Start of Records provided

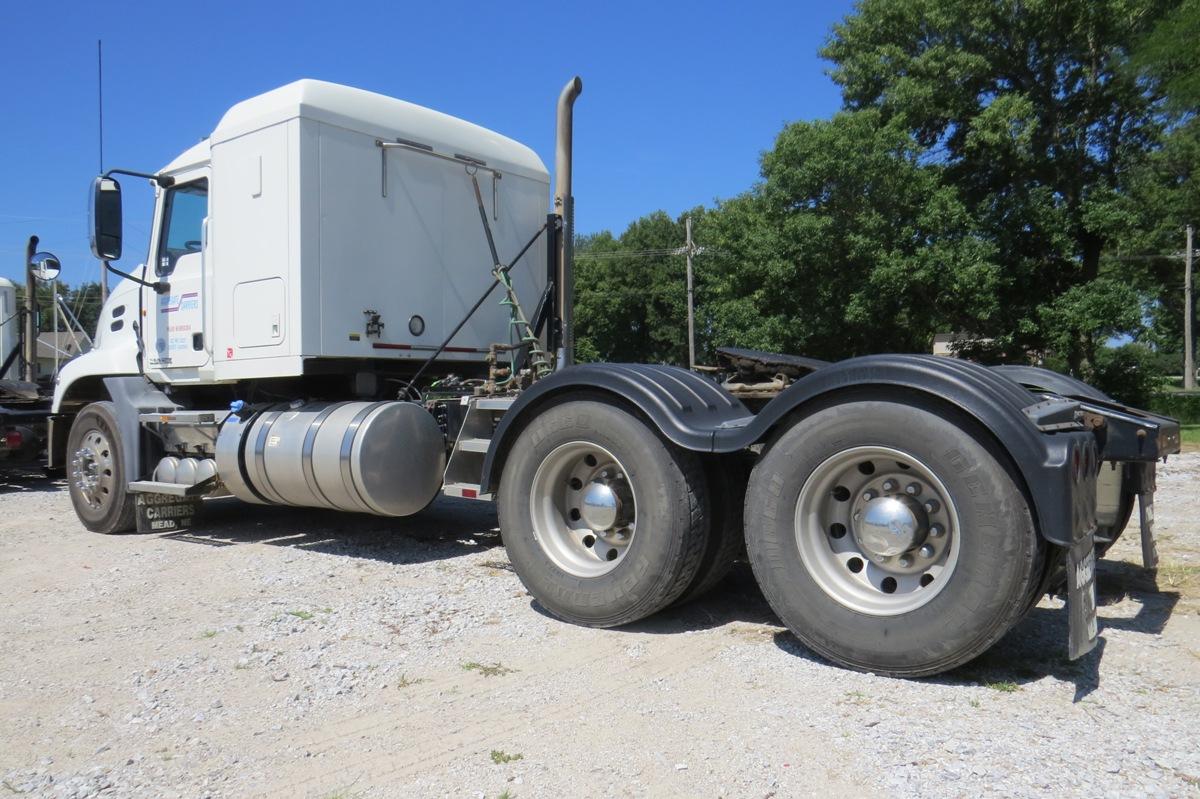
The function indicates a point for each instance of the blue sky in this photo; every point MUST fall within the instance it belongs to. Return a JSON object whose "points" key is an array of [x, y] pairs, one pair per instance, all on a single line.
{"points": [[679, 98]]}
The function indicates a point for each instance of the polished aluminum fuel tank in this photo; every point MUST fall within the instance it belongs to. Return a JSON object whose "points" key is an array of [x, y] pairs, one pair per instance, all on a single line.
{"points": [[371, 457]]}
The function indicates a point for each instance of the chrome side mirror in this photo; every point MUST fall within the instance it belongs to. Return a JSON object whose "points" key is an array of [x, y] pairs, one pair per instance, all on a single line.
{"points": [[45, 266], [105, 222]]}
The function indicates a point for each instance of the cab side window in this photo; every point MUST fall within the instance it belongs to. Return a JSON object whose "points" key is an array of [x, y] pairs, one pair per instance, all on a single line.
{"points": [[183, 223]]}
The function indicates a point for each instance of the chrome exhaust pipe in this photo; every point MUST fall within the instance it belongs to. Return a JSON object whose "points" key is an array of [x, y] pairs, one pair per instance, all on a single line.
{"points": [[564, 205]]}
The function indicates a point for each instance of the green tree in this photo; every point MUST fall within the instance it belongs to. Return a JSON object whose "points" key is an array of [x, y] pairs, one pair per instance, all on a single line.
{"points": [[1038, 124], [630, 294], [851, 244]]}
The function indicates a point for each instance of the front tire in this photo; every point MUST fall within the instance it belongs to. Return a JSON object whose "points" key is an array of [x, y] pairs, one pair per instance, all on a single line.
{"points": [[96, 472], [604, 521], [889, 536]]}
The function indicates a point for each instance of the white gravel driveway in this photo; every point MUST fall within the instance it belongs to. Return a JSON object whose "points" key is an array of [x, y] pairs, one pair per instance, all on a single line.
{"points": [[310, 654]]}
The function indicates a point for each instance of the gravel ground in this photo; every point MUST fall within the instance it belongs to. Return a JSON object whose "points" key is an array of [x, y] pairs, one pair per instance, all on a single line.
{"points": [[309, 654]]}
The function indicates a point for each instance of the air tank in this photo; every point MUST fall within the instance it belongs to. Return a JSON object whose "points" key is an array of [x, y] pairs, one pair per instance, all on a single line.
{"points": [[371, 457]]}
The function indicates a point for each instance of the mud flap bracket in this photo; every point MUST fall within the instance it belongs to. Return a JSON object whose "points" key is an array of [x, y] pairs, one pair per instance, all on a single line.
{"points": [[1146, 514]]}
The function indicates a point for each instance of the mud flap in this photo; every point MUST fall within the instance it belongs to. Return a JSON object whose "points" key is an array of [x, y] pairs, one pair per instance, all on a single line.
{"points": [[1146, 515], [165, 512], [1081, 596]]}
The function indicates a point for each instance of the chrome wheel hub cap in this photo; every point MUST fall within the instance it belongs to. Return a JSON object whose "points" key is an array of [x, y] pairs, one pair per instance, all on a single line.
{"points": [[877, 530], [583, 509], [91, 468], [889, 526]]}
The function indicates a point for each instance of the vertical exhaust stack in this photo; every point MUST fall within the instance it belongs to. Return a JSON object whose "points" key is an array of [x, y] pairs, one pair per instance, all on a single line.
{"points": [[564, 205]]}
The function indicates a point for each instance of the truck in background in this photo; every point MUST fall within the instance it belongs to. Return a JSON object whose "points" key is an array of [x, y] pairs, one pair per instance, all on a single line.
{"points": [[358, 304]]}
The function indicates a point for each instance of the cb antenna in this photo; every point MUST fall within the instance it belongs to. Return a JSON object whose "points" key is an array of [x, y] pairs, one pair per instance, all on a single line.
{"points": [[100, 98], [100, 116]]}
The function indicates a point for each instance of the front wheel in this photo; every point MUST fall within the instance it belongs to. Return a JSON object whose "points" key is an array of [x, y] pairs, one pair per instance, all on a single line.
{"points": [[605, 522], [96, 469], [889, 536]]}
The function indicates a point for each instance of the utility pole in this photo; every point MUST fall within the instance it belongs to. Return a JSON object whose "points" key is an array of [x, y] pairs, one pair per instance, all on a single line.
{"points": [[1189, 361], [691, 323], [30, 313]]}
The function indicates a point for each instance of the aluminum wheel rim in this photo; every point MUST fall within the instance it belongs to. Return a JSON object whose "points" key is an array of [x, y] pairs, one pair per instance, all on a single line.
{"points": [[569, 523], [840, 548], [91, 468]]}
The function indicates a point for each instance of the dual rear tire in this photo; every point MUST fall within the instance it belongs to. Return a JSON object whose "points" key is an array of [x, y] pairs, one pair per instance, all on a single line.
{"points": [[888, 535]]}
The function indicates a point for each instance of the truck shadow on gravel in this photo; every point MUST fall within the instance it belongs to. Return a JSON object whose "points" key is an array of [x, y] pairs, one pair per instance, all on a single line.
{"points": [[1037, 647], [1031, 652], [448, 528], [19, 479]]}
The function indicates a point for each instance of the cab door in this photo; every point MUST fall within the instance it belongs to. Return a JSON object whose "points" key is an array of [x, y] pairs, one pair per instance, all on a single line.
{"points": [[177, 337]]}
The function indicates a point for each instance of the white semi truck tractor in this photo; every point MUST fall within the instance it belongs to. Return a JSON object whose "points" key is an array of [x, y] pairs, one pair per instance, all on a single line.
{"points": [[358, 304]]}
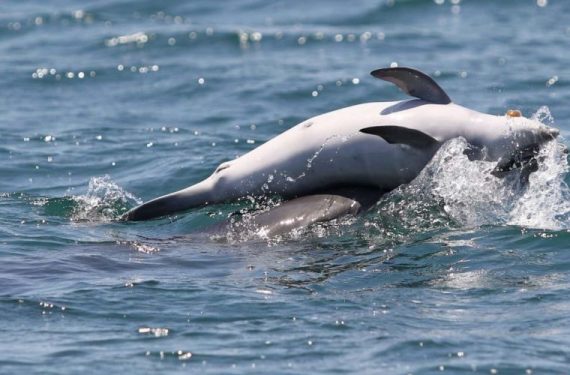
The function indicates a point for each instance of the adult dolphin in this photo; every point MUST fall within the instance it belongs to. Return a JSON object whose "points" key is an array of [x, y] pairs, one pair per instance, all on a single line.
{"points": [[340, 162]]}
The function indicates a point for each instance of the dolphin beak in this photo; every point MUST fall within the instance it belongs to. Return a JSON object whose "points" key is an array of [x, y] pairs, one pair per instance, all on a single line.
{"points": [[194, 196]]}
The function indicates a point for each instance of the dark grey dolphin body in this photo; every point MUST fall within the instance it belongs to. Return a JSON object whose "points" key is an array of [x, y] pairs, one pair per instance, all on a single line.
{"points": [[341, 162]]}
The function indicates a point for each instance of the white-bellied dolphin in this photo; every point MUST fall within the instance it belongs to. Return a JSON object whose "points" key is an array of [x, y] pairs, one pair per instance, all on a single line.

End of Records provided

> [Work instruction] Exclude every picture and copy the remaining data exactly.

> [Result for this task]
The function indicates a point for each instance of the blue sky in this photo; every point MUST fall within the instance it belongs to. Return a JSON object whose "points" key is an array of [x, y] pairs, one pair per instance, all on a single line.
{"points": [[679, 98]]}
The function indicates a point for each instance of the polished aluminum fuel tank in this photo; every point MUST fall within the instance it belongs to. Return a JSON object whose "points" key is an array of [x, y] pairs, one pair per instance, all on a single line.
{"points": [[371, 457]]}
The function indicates a point for each instance of the chrome side mirror in this photo; every point MUST fall within the instance it belongs to. Return a JSON object whose "points" key is an array of [x, y] pairs, one pair per instance, all on a single line.
{"points": [[45, 266], [105, 222]]}
The function indicates a point for each instance of the cab side window in this photo; every point MUST fall within the instance it belongs to. Return a JSON object whose "points" key is an array of [x, y] pairs, one pair per instance, all on a single line.
{"points": [[183, 223]]}
The function indicates a point for each instance of the chrome exhaust pipe in this photo; every point MUST fall within the instance it belongs to. Return a JSON object whose "points" key is an array of [x, y] pairs, one pair per instance, all on a single line.
{"points": [[564, 205]]}
The function indicates a point for each instance of the green tree in this photo; every point MUST fall within the instance it belongs to. Return a JSON object whose "points" key is an array of [x, y] pairs, one pair per instance, all on a single line.
{"points": [[1038, 124], [630, 294], [851, 244]]}
The function indicates a point for each instance of the front tire in this photo; every point MUST fall within the instance it belongs to. Return a JSON object whose "points" key is an array of [x, y] pairs, one pair per instance, all on a single line.
{"points": [[96, 472], [604, 521], [889, 536]]}
The function indicates a point for each instance of the white gravel driveway in this photo; every point MUST fall within the instance it belongs to. Return a JSON object whose "points" key is an array of [x, y] pairs, one pair per instance, all on a single line.
{"points": [[310, 654]]}
The function indicates a point for each instance of the gravel ground in this photo; every point MUST fall within the instance it belongs to. Return a JSON object whose "points" key is an array of [x, y] pairs, one pair per instance, all on a single line.
{"points": [[309, 654]]}
The function indicates a point for each instance of the air tank in this photo; every point MUST fall within the instance it belongs to. Return a JSON object whose "points" key is an array of [x, y] pairs, one pair per instance, all on a single line.
{"points": [[371, 457]]}
The function indicates a point for each instance of the mud flap bracket in this photo; every point MUST fall within the instance it belongs to. Return a JSON object whose "points" key is an array of [x, y] pairs, one pair per instance, all on a single line.
{"points": [[1146, 514]]}
The function indicates a point for each instance of the mud flap in this photo; every point MUST fall within the instance it belongs to. Return a JSON object whose "points" key is an array of [x, y] pairs, one pair per instance, all on a single line.
{"points": [[1146, 515], [165, 512], [1081, 596]]}
The function indicates a point for each instance of the chrome wheel hub cap in this photo; every point MUST fall within the instance it belongs to. Return a JSON object whose "points" key is an array of [x, y] pairs, one pair per instance, all on a single line.
{"points": [[877, 530], [583, 509], [91, 468], [889, 526]]}
The function indicates a point for each instance of the vertical exhaust stack in this photo; every point MUST fall within the instance it belongs to. Return a JSON object whose "points" key is an array of [x, y] pairs, one pair per instance, all on a single line.
{"points": [[564, 205]]}
The function indicates a point for each instance of the truck in background in this photo; every point MUST fall within the instance it belongs to. Return a JSON object whose "points" key is an array of [x, y] pairs, one pair per instance, all on a single line.
{"points": [[358, 304]]}
The function indicates a point for each instance of the cb antenna in this photo; every point MUST fall within the instance it belongs to. Return a JSON object whose "points" key is an array of [x, y] pairs, one pair per instance, all on a single line.
{"points": [[100, 98], [100, 116]]}
The function indicates a point for each instance of the front wheel in this photo; every point MUST fall within the instance it belongs to. Return a JSON object whose "points" key is an array of [x, y] pairs, one pair per instance, all on a single line.
{"points": [[605, 522], [96, 469], [889, 536]]}
The function indicates a point for each instance of the utility pole in this photo; every point MUST fall within the instance it belongs to. Return a JSON object whose "points" key is an array of [x, y] pairs, one pair per instance, all on a single line.
{"points": [[1189, 361], [691, 323], [30, 313]]}
The function indicates a point for each instance of the aluminum wheel rim in this photo; every point MUST fall within the instance it belongs to. Return a JSON object whose "points" key is an array of [x, y] pairs, one pair per instance, all on a single line.
{"points": [[569, 523], [840, 548], [91, 468]]}
The function indicates a point for each instance of the dual rear tire in this photo; every point MUST fall within the instance it belongs to. Return a JSON object whose "points" key is an array of [x, y] pairs, one pair per instance, all on a single line.
{"points": [[888, 535]]}
The function indicates a point for each instance of the truck shadow on gravel in this photo; every point MUST fall within the instance it belongs to. Return a JSON object whose "points" key is an array of [x, y] pairs, one pair per instance, all on a single line.
{"points": [[1037, 647], [1031, 652], [448, 528], [19, 479]]}
The function indicates a point for each instance of the cab door in this photo; every point MUST fall within the instance it belongs to. Return a JSON object whose "points" key is an array of [x, y] pairs, one pair per instance, all on a single line.
{"points": [[177, 337]]}
The function indicates a point for each instance of the white semi truck tractor in this photo; every point MUST fall within the instance it belongs to. Return a JSON object whose "points" key is an array of [x, y] pairs, one pair per instance, all on a single line.
{"points": [[358, 304]]}
The function indicates a point for each instance of the adult dolphin in this photo; every point MUST fall within the instance it belongs to. Return a JSON object whose "points" key is an array of [x, y] pairs, one pair per instance, all on a single line.
{"points": [[340, 162]]}
The function indicates a point for each instance of the dolphin beak in this photo; every point MUST fall within the instance it belongs to. Return a JSON object whose "points" key is an array of [x, y] pairs, one pair per instance, all on a single line.
{"points": [[194, 196]]}
The function indicates a point for each instance of the dark grey dolphin body in this photo; every point MUST fall within the instance it belongs to. Return a JSON object whose "points" key is an array of [x, y] pairs, one pair per instance, all on a single line.
{"points": [[341, 162]]}
The function indicates a point for each instance of the white-bellied dolphin in this photo; every point MUST fall within the instance it belongs to. Return a JSON object whose "points" key is an array of [x, y] pairs, one pair per instance, all on a single line.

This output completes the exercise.